[[ RECORDS SHOWN open ]]
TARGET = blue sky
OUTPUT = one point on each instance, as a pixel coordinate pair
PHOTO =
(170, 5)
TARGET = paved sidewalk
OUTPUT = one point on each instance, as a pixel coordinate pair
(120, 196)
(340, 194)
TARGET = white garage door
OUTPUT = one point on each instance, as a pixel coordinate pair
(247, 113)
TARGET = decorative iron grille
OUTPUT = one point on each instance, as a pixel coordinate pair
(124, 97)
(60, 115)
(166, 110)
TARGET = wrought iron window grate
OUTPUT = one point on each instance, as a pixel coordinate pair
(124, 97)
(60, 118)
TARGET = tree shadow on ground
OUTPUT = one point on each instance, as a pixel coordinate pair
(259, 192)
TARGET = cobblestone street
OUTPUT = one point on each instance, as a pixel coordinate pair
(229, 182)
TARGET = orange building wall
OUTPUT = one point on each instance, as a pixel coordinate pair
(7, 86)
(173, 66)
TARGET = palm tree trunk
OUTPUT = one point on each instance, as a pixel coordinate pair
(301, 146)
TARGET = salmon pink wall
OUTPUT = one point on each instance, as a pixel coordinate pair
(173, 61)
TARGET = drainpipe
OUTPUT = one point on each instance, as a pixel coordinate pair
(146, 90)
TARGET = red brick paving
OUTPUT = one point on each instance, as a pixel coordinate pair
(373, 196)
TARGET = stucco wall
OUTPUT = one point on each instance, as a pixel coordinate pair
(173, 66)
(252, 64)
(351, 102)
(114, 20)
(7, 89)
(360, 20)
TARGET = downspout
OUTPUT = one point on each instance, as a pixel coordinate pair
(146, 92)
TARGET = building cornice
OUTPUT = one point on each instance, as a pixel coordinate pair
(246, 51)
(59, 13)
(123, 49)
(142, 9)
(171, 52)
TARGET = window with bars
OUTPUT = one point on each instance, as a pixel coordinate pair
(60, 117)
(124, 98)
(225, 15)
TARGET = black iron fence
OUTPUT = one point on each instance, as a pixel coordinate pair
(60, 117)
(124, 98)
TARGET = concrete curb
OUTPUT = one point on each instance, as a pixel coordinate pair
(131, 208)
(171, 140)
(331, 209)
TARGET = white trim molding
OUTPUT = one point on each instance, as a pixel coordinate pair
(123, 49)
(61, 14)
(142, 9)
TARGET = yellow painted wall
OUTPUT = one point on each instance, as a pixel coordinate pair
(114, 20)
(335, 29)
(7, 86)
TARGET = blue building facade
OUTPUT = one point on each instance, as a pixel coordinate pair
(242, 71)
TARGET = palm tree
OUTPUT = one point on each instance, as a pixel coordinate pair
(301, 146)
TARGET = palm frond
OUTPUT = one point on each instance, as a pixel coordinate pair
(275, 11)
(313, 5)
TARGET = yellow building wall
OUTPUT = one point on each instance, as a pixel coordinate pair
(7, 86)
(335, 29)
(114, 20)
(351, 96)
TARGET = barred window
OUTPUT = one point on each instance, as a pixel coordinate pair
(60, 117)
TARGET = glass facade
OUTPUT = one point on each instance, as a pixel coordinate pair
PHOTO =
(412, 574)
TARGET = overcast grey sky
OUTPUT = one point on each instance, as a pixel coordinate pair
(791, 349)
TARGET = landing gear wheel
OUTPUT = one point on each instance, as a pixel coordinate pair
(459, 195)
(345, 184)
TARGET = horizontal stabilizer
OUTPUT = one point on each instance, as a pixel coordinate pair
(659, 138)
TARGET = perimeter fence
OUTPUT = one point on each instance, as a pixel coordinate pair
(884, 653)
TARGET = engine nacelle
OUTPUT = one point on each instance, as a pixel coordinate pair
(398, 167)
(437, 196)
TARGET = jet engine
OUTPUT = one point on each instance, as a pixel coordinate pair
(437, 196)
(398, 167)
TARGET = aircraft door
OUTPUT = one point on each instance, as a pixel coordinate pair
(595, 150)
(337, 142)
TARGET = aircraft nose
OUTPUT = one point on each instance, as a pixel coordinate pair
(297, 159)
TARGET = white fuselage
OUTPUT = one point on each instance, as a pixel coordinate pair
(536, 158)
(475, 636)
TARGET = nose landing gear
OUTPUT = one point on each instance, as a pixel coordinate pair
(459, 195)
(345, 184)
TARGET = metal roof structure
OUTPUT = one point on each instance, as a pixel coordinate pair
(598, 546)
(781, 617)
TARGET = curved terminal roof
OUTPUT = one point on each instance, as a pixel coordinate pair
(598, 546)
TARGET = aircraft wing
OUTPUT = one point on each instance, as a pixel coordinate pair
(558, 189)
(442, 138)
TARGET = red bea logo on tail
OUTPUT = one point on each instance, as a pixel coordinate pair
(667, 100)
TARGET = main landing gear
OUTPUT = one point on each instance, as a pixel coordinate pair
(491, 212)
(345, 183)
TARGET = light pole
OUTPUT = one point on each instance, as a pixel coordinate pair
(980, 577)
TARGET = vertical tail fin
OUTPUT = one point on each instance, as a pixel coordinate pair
[[ RECORDS SHOWN closed ]]
YOUR INSTRUCTIONS:
Every line above from the line with "TARGET = yellow painted wall" to the line with "TARGET = aircraft nose" is wanted, ends included; write them out exactly and add no other line.

ANSWER SECTION:
TARGET = yellow painted wall
OUTPUT = one point on each instance, as a pixel coordinate pair
(114, 20)
(335, 29)
(7, 86)
TARGET = blue building facade
OUTPUT = one point on each instance, as a pixel coordinate pair
(242, 71)
TARGET = palm tree
OUTPUT = one point on each instance, as a pixel coordinate pair
(301, 146)
TARGET = palm frond
OUTPUT = one point on each instance, as a pixel coordinate pair
(275, 11)
(313, 5)
TARGET = yellow building wall
OUTPUT = one point on each instance, as a pixel coordinate pair
(7, 86)
(335, 29)
(114, 20)
(351, 96)
TARGET = barred window
OUTPUT = one point on each instance, as a pixel coordinate pair
(60, 117)
TARGET = glass facade
OUTPUT = one point on each instance, as a pixel coordinate pair
PHOTO =
(412, 574)
TARGET = overcast grey sky
OUTPUT = one point on each instance, as a pixel coordinate pair
(791, 349)
TARGET = landing gear wheel
OUTPUT = one point on each instance, as a pixel coordinate pair
(459, 195)
(345, 184)
TARGET = horizontal stabilizer
OUTPUT = one point on each instance, as a pixel coordinate pair
(659, 138)
TARGET = perimeter fence
OUTPUT = one point on each instance, as a pixel coordinate pair
(884, 653)
TARGET = engine nacelle
OUTPUT = one point on each instance, as a pixel coordinate pair
(398, 167)
(437, 196)
TARGET = jet engine
OUTPUT = one point on each instance, as a pixel coordinate pair
(437, 196)
(398, 167)
TARGET = aircraft door
OUTPUT = one point on each instance, as a pixel coordinate pair
(595, 150)
(337, 142)
TARGET = aircraft nose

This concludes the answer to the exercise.